Collected data entries:
--- --- ---

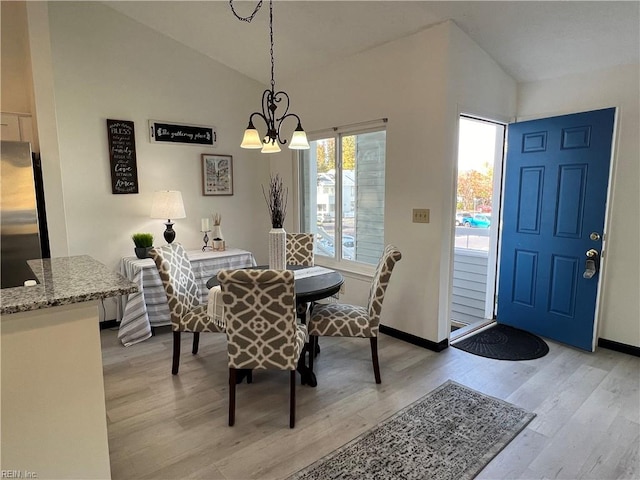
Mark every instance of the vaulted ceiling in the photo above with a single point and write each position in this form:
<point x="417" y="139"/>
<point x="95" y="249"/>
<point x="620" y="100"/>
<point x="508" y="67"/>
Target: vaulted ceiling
<point x="530" y="40"/>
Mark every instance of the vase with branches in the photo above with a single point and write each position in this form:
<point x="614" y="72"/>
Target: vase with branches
<point x="276" y="199"/>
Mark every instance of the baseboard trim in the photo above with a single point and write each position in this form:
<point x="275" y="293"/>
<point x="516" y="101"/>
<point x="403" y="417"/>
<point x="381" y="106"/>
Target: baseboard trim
<point x="419" y="341"/>
<point x="109" y="324"/>
<point x="619" y="347"/>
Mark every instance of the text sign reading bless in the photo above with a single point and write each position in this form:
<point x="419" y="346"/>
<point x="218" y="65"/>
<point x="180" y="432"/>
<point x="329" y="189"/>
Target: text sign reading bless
<point x="163" y="132"/>
<point x="122" y="156"/>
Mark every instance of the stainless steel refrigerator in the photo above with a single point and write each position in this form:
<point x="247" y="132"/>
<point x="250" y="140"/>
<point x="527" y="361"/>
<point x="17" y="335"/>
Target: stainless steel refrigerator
<point x="23" y="233"/>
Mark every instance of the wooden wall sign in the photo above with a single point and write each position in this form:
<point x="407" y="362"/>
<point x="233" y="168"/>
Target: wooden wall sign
<point x="165" y="132"/>
<point x="122" y="156"/>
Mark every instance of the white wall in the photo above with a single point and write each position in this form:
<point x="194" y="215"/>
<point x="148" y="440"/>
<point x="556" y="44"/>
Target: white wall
<point x="105" y="65"/>
<point x="14" y="58"/>
<point x="419" y="83"/>
<point x="616" y="87"/>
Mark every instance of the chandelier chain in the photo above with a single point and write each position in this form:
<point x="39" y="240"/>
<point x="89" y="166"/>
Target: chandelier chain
<point x="273" y="81"/>
<point x="250" y="17"/>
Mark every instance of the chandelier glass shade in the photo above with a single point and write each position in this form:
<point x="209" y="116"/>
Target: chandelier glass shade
<point x="272" y="100"/>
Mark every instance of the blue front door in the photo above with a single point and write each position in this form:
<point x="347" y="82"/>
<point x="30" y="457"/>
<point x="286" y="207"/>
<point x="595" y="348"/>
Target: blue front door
<point x="555" y="193"/>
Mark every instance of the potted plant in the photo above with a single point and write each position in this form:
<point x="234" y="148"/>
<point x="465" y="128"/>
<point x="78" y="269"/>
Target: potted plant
<point x="277" y="204"/>
<point x="143" y="243"/>
<point x="276" y="201"/>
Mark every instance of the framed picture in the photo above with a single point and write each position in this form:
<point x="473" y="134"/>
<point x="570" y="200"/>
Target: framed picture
<point x="217" y="174"/>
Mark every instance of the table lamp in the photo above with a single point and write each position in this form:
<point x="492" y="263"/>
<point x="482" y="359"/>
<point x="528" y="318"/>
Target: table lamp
<point x="168" y="204"/>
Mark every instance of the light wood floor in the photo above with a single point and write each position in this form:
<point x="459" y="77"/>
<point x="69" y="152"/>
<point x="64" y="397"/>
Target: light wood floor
<point x="171" y="427"/>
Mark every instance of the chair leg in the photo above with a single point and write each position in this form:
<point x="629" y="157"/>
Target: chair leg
<point x="292" y="399"/>
<point x="374" y="357"/>
<point x="313" y="341"/>
<point x="196" y="342"/>
<point x="232" y="396"/>
<point x="176" y="353"/>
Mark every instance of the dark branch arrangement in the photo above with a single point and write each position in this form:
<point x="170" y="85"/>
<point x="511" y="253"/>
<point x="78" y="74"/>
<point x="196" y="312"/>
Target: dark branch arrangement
<point x="276" y="201"/>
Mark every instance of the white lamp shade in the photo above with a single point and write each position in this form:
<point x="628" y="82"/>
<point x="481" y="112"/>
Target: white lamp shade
<point x="271" y="147"/>
<point x="251" y="139"/>
<point x="167" y="204"/>
<point x="299" y="141"/>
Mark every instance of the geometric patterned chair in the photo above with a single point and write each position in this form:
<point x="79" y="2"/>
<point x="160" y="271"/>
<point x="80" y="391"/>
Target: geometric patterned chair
<point x="341" y="320"/>
<point x="183" y="295"/>
<point x="300" y="249"/>
<point x="262" y="333"/>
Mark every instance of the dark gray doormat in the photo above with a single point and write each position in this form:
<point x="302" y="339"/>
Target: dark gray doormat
<point x="502" y="342"/>
<point x="449" y="434"/>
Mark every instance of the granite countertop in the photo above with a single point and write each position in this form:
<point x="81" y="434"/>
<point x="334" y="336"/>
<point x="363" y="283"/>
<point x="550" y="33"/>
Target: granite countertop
<point x="63" y="281"/>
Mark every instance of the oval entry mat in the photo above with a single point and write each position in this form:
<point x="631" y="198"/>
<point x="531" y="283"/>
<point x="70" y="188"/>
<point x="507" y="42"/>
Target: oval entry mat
<point x="502" y="342"/>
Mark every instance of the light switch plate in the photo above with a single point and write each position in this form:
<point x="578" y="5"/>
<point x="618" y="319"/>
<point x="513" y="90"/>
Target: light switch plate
<point x="420" y="215"/>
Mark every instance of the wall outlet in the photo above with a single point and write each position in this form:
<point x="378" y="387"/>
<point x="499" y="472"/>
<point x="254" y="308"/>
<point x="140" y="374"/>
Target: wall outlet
<point x="420" y="215"/>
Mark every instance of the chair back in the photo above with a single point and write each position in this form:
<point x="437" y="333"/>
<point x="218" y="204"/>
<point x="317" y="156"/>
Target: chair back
<point x="178" y="279"/>
<point x="300" y="249"/>
<point x="390" y="257"/>
<point x="260" y="313"/>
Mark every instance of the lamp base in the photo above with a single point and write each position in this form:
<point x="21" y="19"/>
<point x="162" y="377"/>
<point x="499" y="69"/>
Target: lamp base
<point x="169" y="233"/>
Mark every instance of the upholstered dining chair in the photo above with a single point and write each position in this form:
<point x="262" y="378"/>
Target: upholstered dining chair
<point x="342" y="320"/>
<point x="262" y="332"/>
<point x="300" y="249"/>
<point x="183" y="296"/>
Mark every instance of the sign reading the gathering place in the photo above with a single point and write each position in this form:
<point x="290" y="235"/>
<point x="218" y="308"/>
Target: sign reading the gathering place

--- --- ---

## Instructions to follow
Once you have found every line above holding the word "gathering", copy those lines.

## Answer for this exercise
Mark every instance of the sign reading the gathering place in the photo above with a single point and write each position in this form:
Target: sign reading the gathering place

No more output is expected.